▶ _What the task asks_
What is needed is an exact copy of the entries below, from the line that contains "Wanted | a point on the stone" through the final line, both included, and nothing else.

▶ _Extracted data_

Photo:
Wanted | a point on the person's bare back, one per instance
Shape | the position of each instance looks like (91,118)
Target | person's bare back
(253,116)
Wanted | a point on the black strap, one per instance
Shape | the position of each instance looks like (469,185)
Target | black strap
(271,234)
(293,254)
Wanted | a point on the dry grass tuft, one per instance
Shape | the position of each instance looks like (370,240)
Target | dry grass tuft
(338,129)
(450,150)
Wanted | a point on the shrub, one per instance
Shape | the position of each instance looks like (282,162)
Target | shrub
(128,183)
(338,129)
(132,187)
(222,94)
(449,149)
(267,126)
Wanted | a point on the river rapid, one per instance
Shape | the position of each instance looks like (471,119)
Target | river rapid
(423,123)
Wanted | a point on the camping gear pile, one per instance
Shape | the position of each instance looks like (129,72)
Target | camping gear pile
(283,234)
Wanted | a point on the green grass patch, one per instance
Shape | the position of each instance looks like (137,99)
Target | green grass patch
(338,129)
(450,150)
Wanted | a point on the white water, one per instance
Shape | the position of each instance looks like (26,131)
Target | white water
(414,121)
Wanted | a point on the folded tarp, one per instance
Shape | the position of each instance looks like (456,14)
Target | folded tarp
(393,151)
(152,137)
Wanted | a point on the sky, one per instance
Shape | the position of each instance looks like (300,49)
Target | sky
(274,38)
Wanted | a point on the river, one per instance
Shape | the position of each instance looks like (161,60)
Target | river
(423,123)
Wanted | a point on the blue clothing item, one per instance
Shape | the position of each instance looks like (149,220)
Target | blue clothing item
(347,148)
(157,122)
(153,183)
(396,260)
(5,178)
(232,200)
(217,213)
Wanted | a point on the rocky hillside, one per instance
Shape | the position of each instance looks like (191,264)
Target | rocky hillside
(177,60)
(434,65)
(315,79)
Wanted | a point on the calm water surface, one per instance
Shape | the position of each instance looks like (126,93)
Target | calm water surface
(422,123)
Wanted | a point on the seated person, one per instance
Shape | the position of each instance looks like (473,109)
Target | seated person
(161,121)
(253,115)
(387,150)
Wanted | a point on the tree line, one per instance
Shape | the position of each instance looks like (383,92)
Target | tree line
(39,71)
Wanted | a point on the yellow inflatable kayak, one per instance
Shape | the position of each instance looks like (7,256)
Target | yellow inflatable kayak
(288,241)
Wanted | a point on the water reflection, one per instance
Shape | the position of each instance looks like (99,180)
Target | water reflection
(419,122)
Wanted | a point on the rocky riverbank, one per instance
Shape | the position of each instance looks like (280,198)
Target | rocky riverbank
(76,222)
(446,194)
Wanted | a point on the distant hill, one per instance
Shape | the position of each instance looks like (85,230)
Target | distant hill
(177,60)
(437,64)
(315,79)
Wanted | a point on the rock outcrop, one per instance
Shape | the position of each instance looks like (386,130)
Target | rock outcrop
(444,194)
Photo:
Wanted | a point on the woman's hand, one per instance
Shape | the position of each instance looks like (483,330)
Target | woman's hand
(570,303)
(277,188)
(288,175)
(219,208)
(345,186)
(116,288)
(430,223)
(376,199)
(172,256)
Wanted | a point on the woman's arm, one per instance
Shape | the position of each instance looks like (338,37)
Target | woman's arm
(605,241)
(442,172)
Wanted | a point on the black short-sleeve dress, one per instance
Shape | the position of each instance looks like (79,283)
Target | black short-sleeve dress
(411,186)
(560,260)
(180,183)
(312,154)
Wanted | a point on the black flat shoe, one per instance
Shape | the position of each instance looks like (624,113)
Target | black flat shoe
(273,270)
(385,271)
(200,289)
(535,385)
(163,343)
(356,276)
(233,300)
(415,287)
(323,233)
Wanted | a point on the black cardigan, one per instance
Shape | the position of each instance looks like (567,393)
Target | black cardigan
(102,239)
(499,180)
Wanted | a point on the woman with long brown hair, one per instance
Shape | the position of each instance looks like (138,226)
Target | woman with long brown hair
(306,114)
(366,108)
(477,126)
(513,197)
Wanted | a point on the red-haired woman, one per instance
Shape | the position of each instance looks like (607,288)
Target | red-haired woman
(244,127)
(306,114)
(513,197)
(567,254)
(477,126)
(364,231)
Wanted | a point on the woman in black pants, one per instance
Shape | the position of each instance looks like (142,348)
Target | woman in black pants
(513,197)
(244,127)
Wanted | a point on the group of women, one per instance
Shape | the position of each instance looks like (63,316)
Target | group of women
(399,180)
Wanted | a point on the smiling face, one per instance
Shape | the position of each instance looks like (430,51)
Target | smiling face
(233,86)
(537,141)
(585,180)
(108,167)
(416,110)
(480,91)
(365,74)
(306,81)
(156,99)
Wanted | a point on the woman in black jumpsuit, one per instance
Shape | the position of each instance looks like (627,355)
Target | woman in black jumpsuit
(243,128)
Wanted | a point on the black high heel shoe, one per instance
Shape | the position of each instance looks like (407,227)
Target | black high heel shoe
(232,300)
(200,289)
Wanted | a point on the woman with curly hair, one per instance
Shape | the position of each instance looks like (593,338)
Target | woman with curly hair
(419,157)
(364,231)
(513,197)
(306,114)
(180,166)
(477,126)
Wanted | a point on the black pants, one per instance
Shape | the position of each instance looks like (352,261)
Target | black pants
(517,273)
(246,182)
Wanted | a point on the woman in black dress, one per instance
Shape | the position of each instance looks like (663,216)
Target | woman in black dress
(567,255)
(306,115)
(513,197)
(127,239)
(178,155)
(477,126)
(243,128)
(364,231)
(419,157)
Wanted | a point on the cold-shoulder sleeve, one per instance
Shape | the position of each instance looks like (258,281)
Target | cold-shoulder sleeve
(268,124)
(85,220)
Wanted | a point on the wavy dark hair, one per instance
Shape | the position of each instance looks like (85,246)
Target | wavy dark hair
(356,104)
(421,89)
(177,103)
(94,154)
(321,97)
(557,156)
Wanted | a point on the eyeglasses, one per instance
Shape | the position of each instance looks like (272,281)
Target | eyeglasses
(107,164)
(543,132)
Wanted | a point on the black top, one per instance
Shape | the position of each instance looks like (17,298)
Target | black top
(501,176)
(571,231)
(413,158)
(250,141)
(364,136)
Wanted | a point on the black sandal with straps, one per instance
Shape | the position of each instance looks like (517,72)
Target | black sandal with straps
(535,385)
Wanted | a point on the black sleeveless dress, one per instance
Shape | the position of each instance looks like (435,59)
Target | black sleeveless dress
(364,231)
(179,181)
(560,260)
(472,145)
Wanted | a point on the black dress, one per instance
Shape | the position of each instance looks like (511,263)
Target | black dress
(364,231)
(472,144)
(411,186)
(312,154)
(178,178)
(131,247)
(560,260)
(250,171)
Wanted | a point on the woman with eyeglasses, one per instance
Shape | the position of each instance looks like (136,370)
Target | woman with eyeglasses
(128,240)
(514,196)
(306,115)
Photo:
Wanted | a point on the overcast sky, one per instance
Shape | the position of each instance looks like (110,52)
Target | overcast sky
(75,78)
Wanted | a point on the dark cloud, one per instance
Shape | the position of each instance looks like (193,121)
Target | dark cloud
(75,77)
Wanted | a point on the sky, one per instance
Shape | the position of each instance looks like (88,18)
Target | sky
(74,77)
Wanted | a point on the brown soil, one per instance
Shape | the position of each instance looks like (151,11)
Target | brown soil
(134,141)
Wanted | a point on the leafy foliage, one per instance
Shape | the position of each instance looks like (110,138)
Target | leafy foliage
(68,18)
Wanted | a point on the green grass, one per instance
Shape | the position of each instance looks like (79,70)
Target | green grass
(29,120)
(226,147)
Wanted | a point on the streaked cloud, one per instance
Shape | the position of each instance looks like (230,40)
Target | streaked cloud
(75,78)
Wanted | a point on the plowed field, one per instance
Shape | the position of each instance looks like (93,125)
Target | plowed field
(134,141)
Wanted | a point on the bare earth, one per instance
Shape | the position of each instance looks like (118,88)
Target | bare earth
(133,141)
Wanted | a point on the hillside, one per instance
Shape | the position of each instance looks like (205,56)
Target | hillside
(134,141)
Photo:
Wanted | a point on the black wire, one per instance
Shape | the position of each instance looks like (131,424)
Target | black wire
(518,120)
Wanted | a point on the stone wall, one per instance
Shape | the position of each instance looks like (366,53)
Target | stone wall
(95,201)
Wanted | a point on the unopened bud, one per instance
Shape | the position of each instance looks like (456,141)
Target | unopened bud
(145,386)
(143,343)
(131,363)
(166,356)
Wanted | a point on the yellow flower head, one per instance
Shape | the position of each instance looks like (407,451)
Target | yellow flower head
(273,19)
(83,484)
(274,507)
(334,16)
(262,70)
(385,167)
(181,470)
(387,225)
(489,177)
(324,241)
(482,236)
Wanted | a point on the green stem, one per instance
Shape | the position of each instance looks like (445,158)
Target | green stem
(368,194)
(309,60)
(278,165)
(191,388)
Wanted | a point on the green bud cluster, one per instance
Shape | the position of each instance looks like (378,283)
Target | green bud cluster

▶ _Result of the exercise_
Wanted | a point on the stone wall, one per instance
Shape | the position of each instance looks like (366,53)
Target | stone wall
(95,201)
Wanted | a point on the unopened bud, one per instance
Shape | the position of each instance looks like (456,141)
Target | unopened bud
(145,386)
(143,343)
(131,363)
(166,356)
Wanted | a point on the yellow flower head, one per instance
Shape | the position of each instance looks like (407,451)
Target | yellow flower head
(273,19)
(83,484)
(274,507)
(334,16)
(262,70)
(385,167)
(181,470)
(387,225)
(489,177)
(324,241)
(482,236)
Wanted | a point on the green stem, one per instance
Shape | the position of each instance looks like (445,158)
Target | green stem
(368,194)
(309,60)
(278,165)
(191,388)
Wanted | a point on the green bud cluster, one per instance
Shape | the position of each instance looks like (378,283)
Target | green bud cluster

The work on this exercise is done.